** GIVEN RECORDS follows **
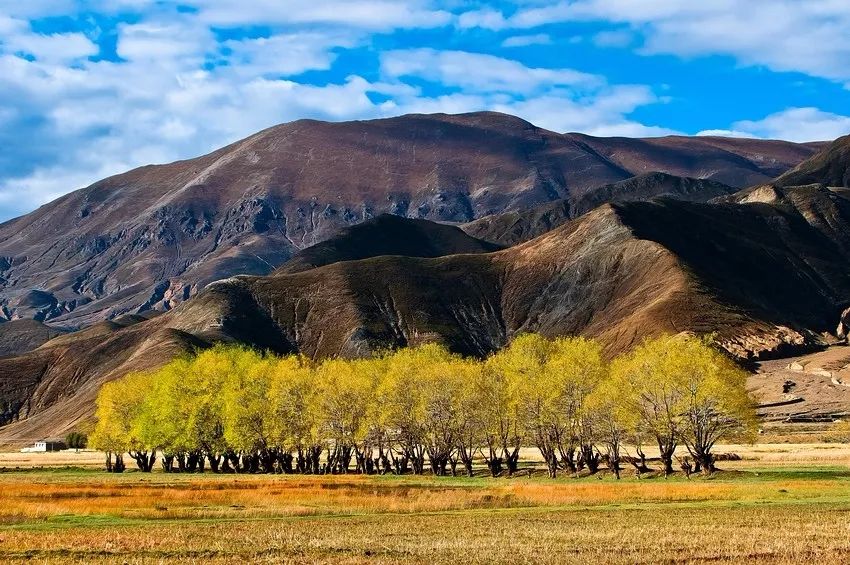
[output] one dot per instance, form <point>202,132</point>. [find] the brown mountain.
<point>514,227</point>
<point>830,167</point>
<point>20,336</point>
<point>387,235</point>
<point>154,236</point>
<point>768,277</point>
** End of GIVEN RECORDS **
§ **ABOUT THIS TASK**
Transcribe the entries above verbatim, excluding any image.

§ **RESPONSE TO THE TASK**
[output] one dot per instance, form <point>202,132</point>. [find] the brown mountain.
<point>514,227</point>
<point>830,167</point>
<point>20,336</point>
<point>387,235</point>
<point>154,236</point>
<point>768,277</point>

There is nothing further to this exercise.